(Data entries)
────

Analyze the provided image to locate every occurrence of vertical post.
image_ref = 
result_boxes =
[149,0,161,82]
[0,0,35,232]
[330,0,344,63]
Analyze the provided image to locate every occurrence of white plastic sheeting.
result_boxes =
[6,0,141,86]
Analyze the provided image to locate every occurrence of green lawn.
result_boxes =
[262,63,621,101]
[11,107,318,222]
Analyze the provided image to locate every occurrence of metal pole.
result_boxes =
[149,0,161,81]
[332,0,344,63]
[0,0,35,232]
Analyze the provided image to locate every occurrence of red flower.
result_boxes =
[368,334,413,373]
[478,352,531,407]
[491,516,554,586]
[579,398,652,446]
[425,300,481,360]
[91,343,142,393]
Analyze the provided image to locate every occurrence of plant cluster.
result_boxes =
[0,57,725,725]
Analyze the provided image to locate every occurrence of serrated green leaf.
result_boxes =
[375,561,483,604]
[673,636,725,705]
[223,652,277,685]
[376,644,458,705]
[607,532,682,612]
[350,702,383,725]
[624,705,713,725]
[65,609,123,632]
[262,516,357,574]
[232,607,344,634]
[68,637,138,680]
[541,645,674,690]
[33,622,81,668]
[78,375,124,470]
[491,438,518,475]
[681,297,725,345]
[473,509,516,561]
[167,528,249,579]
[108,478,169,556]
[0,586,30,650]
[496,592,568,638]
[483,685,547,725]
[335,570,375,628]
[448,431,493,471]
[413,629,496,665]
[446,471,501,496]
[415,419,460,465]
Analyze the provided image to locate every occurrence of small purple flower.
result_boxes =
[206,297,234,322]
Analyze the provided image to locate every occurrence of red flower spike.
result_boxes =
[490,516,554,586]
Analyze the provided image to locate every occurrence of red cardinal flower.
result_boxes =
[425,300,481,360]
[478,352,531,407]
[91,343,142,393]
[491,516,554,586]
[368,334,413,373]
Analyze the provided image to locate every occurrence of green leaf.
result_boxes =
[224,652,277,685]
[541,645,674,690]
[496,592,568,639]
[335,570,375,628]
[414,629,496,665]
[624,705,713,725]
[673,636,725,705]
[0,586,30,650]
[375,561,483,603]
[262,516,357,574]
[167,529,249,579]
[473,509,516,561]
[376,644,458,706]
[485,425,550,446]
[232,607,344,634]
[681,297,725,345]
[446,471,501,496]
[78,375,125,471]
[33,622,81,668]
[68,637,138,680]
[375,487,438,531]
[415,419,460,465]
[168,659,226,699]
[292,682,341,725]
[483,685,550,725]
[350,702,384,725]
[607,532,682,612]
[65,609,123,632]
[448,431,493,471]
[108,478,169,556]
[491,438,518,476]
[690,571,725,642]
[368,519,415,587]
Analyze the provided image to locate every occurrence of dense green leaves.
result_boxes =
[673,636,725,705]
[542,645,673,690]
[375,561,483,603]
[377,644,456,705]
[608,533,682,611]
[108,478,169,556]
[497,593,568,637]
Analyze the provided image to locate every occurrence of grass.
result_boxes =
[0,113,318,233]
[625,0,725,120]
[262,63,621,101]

────

→ **Given instruction**
Could you update all the records above so that "locate every occurrence of" becomes "find all instances of" throughout, with nothing else changed?

→ **Output of the exercise**
Analyze the provided image to find all instances of vertical post.
image_ref = 
result_boxes =
[149,0,161,82]
[0,0,35,232]
[330,0,344,63]
Analyze the provided image to find all instances of white plastic sheeting.
result_boxes =
[6,0,141,86]
Analyze the provided image to find all instances of green lawn.
result_boxes =
[262,63,621,101]
[11,107,318,222]
Analyze the provided image to find all instances of metal pole.
result_boxes =
[149,0,161,81]
[332,0,344,63]
[0,0,35,232]
Analyze the provided image to find all instances of red flower.
result_boxes =
[368,334,413,373]
[478,352,531,407]
[491,516,554,586]
[579,398,652,446]
[425,300,481,360]
[91,343,142,393]
Analyze the provided image to find all instances of plant cluster.
result_boxes =
[0,57,725,725]
Analyze the provided image to find all instances of serrated green leaf.
result_boxes =
[375,561,483,604]
[673,636,725,705]
[223,652,277,685]
[376,644,458,705]
[607,532,682,612]
[350,702,383,725]
[624,705,713,725]
[65,609,123,632]
[262,516,357,574]
[232,607,344,634]
[68,637,138,680]
[541,645,674,690]
[33,622,81,668]
[78,375,124,470]
[491,438,518,475]
[681,297,725,345]
[473,509,516,561]
[167,528,249,579]
[108,478,169,556]
[0,586,30,650]
[496,592,568,638]
[483,685,547,725]
[335,570,375,628]
[448,431,493,471]
[413,629,496,665]
[446,471,501,496]
[415,419,460,465]
Analyze the provided image to find all instances of small purple flower.
result_boxes =
[206,297,234,322]
Analyze the provided image to find all instances of red flower spike.
result_boxes =
[490,516,554,586]
Analyze the provided image to find all instances of red cardinal flower.
result_boxes =
[425,300,481,360]
[478,352,531,407]
[91,343,142,393]
[491,516,554,586]
[368,334,413,373]
Analyze the provided image to find all instances of green leaf.
result_boxes =
[224,652,277,685]
[541,645,674,690]
[496,592,568,639]
[335,570,375,628]
[414,629,496,665]
[624,705,713,725]
[673,636,725,705]
[0,586,30,650]
[375,561,483,603]
[262,516,357,574]
[167,529,249,579]
[473,509,516,561]
[376,644,458,706]
[485,425,550,446]
[232,607,344,634]
[681,297,725,345]
[446,471,501,496]
[78,375,125,471]
[33,622,81,668]
[68,637,138,680]
[375,487,438,531]
[415,419,460,465]
[168,659,226,699]
[292,682,341,725]
[483,685,550,725]
[350,702,384,725]
[607,532,682,612]
[65,609,123,632]
[448,431,493,471]
[108,478,169,556]
[491,438,518,476]
[690,571,725,642]
[368,519,415,587]
Analyze the provided image to find all instances of dense green leaves.
result_boxes =
[673,636,725,705]
[542,645,673,690]
[375,561,483,603]
[377,644,456,705]
[608,533,682,611]
[108,478,169,556]
[497,593,568,637]
Analyze the provided image to find all instances of grass.
result_boxes =
[0,113,318,233]
[625,0,725,120]
[262,63,621,101]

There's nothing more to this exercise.